● What to do:
1. From the biomaterials article below, reproduce the passage from "hempcrete in The" to "would be produced." word for word.
2. Answer these questions using the biomaterials article below.
(a) Which organization predicts a surge in new global temperature records in the next five years?
(b) In which English county was The Flat House built with hempcrete panels?
(c) For how long is the mycelium left to grow between the hemp fibers to produce the leaf?

━━ Given passage ━━

Did you know that according to the World Meteorological Organization (WMO), humanity will see a surge in new global temperature records in the next five years? With increasing global temperatures coming hand in hand with human-induced greenhouse gases that bring about more ocean heating and acidification, and more extreme weather conditions that induce faster-melting glaciers and rising sea levels, humanity has been pushed to adapt quicker. Especially when it comes to the communities we live in. Abroad, architects, interior designers, and engineers use biomaterials in their projects–materials made from animals, plants, and fungi. Here are just some of the few popular and slightly unusual materials that they use:

  1. Hemp

For buildings, hemp is often used as hempcrete–a composite of hemp fibers and lime that when combined, make a durable product that’s also great at insulation and resistant to molding. Though hemp is a type of cannabis plant and is under the same umbrella as marijuana, hemp has very low levels of psychoactive tetrahydrocannabinol (THC.) Hemp has a quick growth rate and is more effective than trees at closing off carbon. Architecture-wise, hempcrete is formed from the plant’s woody inner part which is mixed with lime, water, and sand to create a material with excellent thermal and acoustic insulation.

hempcrete in The Flat House in Cambridgeshire.
The Flat House in Cambridgeshire, England was constructed using hempcrete panels. Image by Oskar Proctor.
  1. Mycelium

The vegetative part of a mushroom, mycelium is extremely popular in the fashion industry as an alternative to leather. Fast-growing and cultivatable in industrial bioreactors, mycelium can feed on low-grade agricultural waste and closes off carbon stored in the biomass as it grows. Utrecht-based designer Morgan Ruben for one used this to design the leaf-shaped Folium lamp which was grown in a leaf-shaped aluminum cast mixed with hemp fiber. By letting the mycelium grow in between the hemp fibers for about one to two weeks, a light-colored or marble-colored leaf would be produced.

━━━
━━ Information shown ━━

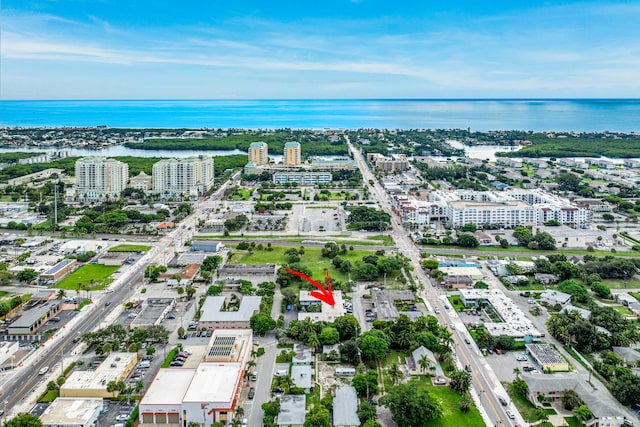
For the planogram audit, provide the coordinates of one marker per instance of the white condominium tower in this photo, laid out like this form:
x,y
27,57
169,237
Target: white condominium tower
x,y
292,155
189,176
259,153
98,178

━━━

● Per-task outputs:
1.
hempcrete in The Flat House in Cambridgeshire.
The Flat House in Cambridgeshire, England was constructed using hempcrete panels. Image by Oskar Proctor.
  1. Mycelium

The vegetative part of a mushroom, mycelium is extremely popular in the fashion industry as an alternative to leather. Fast-growing and cultivatable in industrial bioreactors, mycelium can feed on low-grade agricultural waste and closes off carbon stored in the biomass as it grows. Utrecht-based designer Morgan Ruben for one used this to design the leaf-shaped Folium lamp which was grown in a leaf-shaped aluminum cast mixed with hemp fiber. By letting the mycelium grow in between the hemp fibers for about one to two weeks, a light-colored or marble-colored leaf would be produced.

2.
(a) The World Meteorological Organization (WMO)
(b) Cambridgeshire
(c) About one to two weeks